> **INSTRUCTION**
Retype the listing word for word, starting with its first line and going on through the line with "column 278, row 57". Leave the picture out.

> **RECORDS FOR THE TASK**
>> START
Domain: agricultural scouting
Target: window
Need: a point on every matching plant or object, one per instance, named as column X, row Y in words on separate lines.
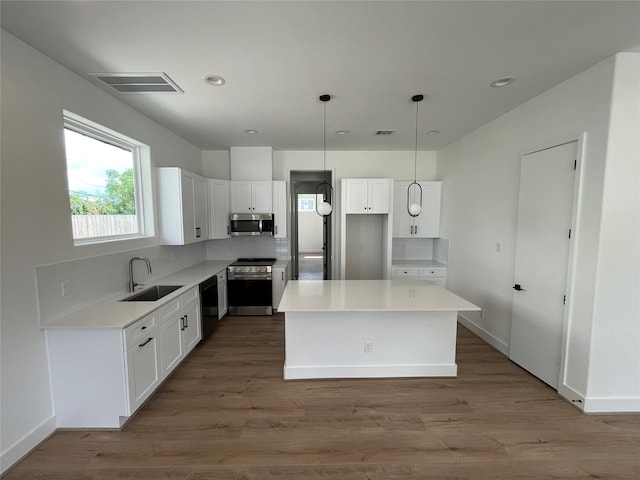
column 306, row 203
column 105, row 186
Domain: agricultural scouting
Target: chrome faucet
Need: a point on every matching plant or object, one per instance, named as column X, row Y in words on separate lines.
column 132, row 284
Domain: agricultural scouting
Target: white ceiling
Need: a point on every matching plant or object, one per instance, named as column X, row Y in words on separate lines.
column 278, row 57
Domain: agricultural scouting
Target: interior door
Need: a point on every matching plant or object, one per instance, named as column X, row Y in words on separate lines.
column 542, row 251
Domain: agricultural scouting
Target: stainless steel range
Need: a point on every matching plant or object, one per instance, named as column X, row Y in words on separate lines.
column 249, row 286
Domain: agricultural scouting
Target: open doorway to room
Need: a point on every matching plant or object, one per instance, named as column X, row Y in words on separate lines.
column 311, row 245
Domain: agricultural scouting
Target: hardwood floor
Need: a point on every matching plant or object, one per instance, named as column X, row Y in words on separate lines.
column 226, row 413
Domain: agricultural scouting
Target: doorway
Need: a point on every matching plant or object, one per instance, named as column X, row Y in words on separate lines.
column 543, row 239
column 311, row 233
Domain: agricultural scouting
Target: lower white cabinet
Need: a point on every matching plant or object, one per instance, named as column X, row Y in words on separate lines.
column 435, row 274
column 143, row 369
column 101, row 376
column 280, row 276
column 223, row 306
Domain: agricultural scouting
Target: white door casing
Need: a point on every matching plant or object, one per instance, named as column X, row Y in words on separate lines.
column 542, row 257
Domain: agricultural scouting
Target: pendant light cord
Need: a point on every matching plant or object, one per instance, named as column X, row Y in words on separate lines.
column 324, row 140
column 415, row 155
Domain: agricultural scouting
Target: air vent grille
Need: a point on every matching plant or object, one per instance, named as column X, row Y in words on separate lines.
column 138, row 82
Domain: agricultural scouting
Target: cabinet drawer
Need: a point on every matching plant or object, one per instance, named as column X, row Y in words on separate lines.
column 433, row 272
column 138, row 330
column 169, row 310
column 406, row 273
column 189, row 296
column 438, row 281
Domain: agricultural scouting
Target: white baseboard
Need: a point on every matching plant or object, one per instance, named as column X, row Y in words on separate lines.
column 612, row 405
column 369, row 371
column 31, row 440
column 495, row 342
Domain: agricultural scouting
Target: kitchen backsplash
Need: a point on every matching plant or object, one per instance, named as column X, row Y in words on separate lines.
column 239, row 247
column 421, row 249
column 92, row 280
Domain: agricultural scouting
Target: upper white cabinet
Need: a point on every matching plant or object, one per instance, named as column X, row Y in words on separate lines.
column 367, row 195
column 251, row 197
column 425, row 225
column 183, row 203
column 280, row 208
column 218, row 208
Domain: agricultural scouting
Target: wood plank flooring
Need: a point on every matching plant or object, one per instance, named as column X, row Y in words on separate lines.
column 226, row 413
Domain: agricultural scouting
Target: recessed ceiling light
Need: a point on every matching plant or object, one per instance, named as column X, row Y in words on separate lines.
column 215, row 80
column 502, row 82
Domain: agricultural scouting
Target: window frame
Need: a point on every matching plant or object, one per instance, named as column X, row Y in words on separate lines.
column 141, row 171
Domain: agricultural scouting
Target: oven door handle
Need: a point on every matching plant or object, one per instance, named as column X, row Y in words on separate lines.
column 249, row 276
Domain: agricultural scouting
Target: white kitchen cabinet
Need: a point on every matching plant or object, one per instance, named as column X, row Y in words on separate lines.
column 101, row 376
column 280, row 277
column 218, row 208
column 223, row 306
column 436, row 274
column 183, row 206
column 251, row 197
column 180, row 329
column 425, row 225
column 280, row 209
column 143, row 369
column 367, row 195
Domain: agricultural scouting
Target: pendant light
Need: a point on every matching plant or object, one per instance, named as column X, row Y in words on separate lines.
column 324, row 208
column 415, row 208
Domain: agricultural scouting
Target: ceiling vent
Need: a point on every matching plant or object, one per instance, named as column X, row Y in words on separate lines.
column 138, row 82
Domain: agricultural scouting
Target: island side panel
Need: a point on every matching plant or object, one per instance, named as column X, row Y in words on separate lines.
column 402, row 344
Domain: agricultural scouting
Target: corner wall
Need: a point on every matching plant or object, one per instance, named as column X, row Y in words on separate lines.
column 481, row 175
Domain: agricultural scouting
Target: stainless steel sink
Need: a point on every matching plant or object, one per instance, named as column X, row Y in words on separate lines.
column 152, row 294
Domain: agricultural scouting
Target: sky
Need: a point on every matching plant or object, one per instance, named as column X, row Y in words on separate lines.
column 89, row 159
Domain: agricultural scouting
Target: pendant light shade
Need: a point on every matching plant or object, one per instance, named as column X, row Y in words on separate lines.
column 414, row 190
column 324, row 188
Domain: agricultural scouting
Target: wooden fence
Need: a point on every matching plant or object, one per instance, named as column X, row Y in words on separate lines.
column 90, row 226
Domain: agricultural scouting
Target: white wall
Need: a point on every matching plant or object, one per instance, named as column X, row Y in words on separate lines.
column 481, row 176
column 356, row 164
column 614, row 366
column 36, row 224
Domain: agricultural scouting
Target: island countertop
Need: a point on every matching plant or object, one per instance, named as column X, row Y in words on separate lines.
column 370, row 295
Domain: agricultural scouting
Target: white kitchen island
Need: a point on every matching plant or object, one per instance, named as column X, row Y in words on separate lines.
column 370, row 328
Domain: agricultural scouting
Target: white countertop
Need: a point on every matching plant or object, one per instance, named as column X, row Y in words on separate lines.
column 369, row 295
column 416, row 263
column 112, row 313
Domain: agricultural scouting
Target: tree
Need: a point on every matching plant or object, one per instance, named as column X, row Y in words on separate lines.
column 119, row 198
column 120, row 192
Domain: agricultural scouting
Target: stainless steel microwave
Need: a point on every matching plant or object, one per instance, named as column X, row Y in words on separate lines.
column 242, row 224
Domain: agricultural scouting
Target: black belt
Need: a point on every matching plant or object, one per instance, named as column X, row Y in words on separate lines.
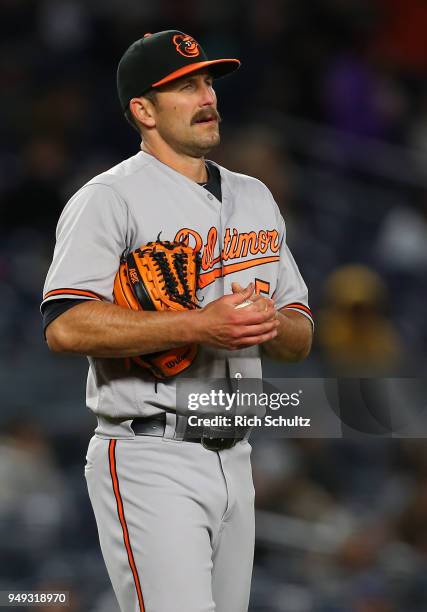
column 156, row 426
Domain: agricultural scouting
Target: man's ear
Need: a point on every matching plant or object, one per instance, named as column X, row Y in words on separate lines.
column 142, row 109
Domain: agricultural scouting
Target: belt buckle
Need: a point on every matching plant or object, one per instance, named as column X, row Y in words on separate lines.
column 216, row 444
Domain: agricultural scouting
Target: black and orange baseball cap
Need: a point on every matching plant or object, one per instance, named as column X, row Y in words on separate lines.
column 159, row 58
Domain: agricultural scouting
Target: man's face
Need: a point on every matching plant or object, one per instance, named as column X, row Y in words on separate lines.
column 186, row 115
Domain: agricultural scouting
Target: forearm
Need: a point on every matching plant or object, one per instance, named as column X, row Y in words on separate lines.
column 294, row 338
column 99, row 329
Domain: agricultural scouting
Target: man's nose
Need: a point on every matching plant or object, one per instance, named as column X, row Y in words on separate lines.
column 207, row 95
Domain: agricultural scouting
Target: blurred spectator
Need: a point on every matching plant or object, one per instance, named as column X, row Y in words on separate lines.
column 354, row 332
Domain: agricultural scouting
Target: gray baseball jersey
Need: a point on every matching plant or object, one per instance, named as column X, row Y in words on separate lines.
column 149, row 498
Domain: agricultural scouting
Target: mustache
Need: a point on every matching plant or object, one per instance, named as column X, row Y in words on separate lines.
column 206, row 114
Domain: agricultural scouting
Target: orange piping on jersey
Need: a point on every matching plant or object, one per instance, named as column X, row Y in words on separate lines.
column 299, row 306
column 207, row 278
column 81, row 292
column 121, row 513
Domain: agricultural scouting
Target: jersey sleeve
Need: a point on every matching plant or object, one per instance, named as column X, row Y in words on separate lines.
column 291, row 291
column 91, row 235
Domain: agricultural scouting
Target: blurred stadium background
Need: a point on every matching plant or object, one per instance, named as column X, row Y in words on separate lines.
column 330, row 110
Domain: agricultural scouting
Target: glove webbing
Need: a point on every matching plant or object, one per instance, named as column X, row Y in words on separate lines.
column 170, row 284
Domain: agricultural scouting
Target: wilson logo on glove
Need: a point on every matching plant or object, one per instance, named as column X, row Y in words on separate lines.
column 161, row 275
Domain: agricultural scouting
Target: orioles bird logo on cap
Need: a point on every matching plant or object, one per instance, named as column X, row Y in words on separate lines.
column 186, row 45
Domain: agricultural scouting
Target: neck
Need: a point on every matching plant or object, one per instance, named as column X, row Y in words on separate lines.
column 192, row 167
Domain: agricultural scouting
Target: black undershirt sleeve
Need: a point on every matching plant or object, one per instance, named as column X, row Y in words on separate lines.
column 51, row 310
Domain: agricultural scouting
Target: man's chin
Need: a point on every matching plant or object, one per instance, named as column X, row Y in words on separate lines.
column 203, row 146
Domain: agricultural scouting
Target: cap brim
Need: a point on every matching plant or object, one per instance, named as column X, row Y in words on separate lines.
column 217, row 68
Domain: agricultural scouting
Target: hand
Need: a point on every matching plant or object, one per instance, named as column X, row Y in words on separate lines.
column 224, row 326
column 262, row 302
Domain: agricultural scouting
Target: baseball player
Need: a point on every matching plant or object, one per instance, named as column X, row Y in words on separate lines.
column 175, row 516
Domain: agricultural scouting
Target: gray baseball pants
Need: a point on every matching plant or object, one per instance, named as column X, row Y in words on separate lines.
column 175, row 523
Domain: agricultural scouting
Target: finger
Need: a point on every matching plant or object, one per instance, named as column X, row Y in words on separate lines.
column 245, row 294
column 256, row 330
column 254, row 340
column 253, row 316
column 236, row 288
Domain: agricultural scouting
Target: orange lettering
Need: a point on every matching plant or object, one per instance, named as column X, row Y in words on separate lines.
column 273, row 238
column 184, row 235
column 247, row 241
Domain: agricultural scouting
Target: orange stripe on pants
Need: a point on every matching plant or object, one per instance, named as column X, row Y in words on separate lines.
column 121, row 513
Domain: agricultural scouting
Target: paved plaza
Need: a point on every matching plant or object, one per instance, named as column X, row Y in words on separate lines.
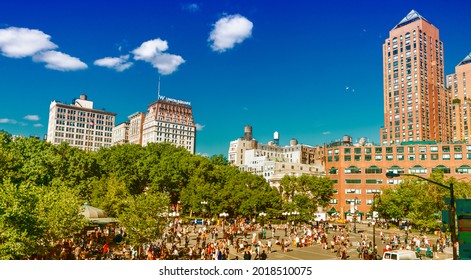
column 315, row 252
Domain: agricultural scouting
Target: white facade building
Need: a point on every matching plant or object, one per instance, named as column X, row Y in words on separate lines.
column 80, row 125
column 272, row 161
column 170, row 121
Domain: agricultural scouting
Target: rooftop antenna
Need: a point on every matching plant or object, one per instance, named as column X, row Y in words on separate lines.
column 158, row 90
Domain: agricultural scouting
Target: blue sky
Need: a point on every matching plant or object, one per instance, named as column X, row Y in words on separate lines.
column 307, row 69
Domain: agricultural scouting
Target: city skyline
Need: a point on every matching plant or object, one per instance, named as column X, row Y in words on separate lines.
column 311, row 71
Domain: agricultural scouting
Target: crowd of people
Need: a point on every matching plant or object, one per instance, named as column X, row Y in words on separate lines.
column 221, row 240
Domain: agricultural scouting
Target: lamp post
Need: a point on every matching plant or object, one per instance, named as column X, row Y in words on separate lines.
column 223, row 215
column 452, row 205
column 262, row 216
column 376, row 194
column 286, row 214
column 203, row 204
column 294, row 213
column 355, row 215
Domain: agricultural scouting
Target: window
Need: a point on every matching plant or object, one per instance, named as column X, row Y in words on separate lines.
column 352, row 170
column 464, row 169
column 373, row 170
column 353, row 201
column 445, row 169
column 373, row 181
column 371, row 191
column 395, row 169
column 418, row 169
column 353, row 181
column 333, row 170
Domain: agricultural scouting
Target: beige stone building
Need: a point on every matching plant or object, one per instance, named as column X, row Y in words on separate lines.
column 461, row 100
column 272, row 161
column 80, row 125
column 170, row 121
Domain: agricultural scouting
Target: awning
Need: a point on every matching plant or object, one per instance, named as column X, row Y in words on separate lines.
column 95, row 215
column 332, row 211
column 357, row 212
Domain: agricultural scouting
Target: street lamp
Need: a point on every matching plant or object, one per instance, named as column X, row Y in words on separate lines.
column 452, row 205
column 203, row 205
column 355, row 215
column 286, row 214
column 294, row 213
column 223, row 215
column 375, row 214
column 262, row 216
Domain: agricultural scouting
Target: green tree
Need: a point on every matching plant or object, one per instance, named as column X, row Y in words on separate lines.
column 144, row 217
column 20, row 225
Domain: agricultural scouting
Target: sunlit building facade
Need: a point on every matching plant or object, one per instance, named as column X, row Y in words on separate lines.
column 80, row 125
column 416, row 104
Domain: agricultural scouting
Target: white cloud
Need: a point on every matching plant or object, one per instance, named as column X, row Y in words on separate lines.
column 31, row 117
column 193, row 7
column 228, row 31
column 22, row 42
column 117, row 63
column 4, row 120
column 199, row 127
column 59, row 61
column 152, row 51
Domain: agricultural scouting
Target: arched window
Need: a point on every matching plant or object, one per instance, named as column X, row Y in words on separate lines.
column 373, row 170
column 395, row 169
column 418, row 169
column 445, row 169
column 352, row 170
column 464, row 169
column 333, row 170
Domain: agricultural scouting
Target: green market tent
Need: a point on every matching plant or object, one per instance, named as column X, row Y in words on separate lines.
column 95, row 215
column 357, row 212
column 332, row 211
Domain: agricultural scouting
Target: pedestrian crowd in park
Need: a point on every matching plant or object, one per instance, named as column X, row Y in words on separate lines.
column 227, row 241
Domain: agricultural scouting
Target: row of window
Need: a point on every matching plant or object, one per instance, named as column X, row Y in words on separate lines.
column 463, row 169
column 400, row 149
column 335, row 201
column 399, row 157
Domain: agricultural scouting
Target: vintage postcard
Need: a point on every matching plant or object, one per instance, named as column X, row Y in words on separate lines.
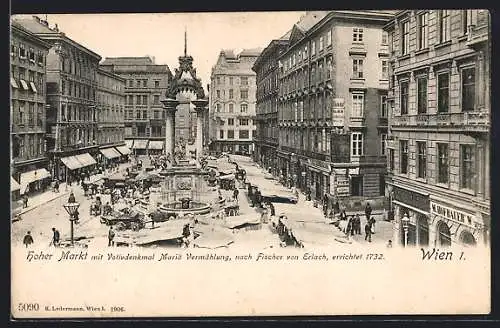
column 250, row 164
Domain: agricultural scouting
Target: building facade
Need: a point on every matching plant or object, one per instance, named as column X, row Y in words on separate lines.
column 71, row 101
column 439, row 155
column 266, row 137
column 28, row 56
column 332, row 105
column 146, row 84
column 110, row 115
column 232, row 102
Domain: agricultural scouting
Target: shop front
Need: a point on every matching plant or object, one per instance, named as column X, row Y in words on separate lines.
column 411, row 211
column 456, row 224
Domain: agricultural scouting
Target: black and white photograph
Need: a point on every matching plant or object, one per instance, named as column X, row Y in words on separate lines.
column 250, row 163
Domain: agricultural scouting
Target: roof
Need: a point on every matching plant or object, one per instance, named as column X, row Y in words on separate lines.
column 127, row 61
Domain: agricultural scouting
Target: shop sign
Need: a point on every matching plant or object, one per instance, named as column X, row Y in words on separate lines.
column 412, row 198
column 338, row 112
column 454, row 215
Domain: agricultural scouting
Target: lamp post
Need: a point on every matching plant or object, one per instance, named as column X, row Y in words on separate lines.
column 71, row 207
column 406, row 221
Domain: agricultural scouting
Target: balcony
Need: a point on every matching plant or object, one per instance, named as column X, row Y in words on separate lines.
column 357, row 122
column 478, row 122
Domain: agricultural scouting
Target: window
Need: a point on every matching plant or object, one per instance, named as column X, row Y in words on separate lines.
column 383, row 140
column 403, row 146
column 385, row 69
column 468, row 89
column 443, row 176
column 385, row 37
column 357, row 105
column 356, row 144
column 405, row 38
column 444, row 25
column 467, row 166
column 421, row 159
column 357, row 68
column 423, row 31
column 383, row 106
column 422, row 95
column 244, row 134
column 244, row 94
column 443, row 92
column 404, row 97
column 391, row 160
column 357, row 34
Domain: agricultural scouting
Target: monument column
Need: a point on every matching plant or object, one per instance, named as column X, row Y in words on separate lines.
column 170, row 106
column 200, row 107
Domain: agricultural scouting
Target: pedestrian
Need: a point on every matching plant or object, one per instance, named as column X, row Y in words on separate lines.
column 368, row 232
column 28, row 239
column 357, row 224
column 111, row 237
column 25, row 201
column 372, row 224
column 55, row 237
column 368, row 211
>> END
> **SOLVED PROBLEM**
Domain: agricultural scouting
Target: window
Need: a point on every matching plant or object, one per instance, named as column X, row Y in words on separate lines.
column 306, row 203
column 105, row 186
Domain: agricultural scouting
Target: chrome faucet
Need: a point on every matching plant or object, one per instance, named as column X, row Y in words on separate lines.
column 132, row 284
Domain: agricultural scouting
Target: white ceiling
Need: a point on every matching plant or object, one per instance, named as column X, row Y in words on separate lines.
column 278, row 57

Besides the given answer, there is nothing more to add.